## Description of the task
Reproduce every line of the material below without changing anything.

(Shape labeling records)
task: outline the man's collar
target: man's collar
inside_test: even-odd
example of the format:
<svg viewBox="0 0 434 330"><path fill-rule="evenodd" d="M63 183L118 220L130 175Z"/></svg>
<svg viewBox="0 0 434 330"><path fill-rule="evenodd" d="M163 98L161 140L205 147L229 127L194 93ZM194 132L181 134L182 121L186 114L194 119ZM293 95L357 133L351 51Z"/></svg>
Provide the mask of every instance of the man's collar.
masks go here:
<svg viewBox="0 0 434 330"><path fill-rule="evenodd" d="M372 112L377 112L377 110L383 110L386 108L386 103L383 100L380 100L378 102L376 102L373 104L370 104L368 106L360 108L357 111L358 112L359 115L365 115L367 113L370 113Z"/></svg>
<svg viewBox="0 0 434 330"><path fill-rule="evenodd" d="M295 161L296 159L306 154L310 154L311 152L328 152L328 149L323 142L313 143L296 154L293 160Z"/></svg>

## Solution to the problem
task: outline the man's collar
target: man's collar
inside_test: even-odd
example of the format:
<svg viewBox="0 0 434 330"><path fill-rule="evenodd" d="M63 183L118 220L130 175Z"/></svg>
<svg viewBox="0 0 434 330"><path fill-rule="evenodd" d="M163 98L161 140L205 147L229 127L194 93ZM194 132L181 134L182 121L186 114L194 119ZM293 95L357 133L351 51Z"/></svg>
Provide the mask of every instance of the man's collar.
masks go here:
<svg viewBox="0 0 434 330"><path fill-rule="evenodd" d="M372 112L377 112L377 110L383 110L386 108L386 103L383 100L380 100L378 102L376 102L373 104L370 104L368 106L360 108L357 111L358 112L359 115L365 115L367 113L370 113Z"/></svg>
<svg viewBox="0 0 434 330"><path fill-rule="evenodd" d="M295 161L296 159L306 154L310 154L311 152L328 152L328 149L323 142L313 143L296 154L293 160Z"/></svg>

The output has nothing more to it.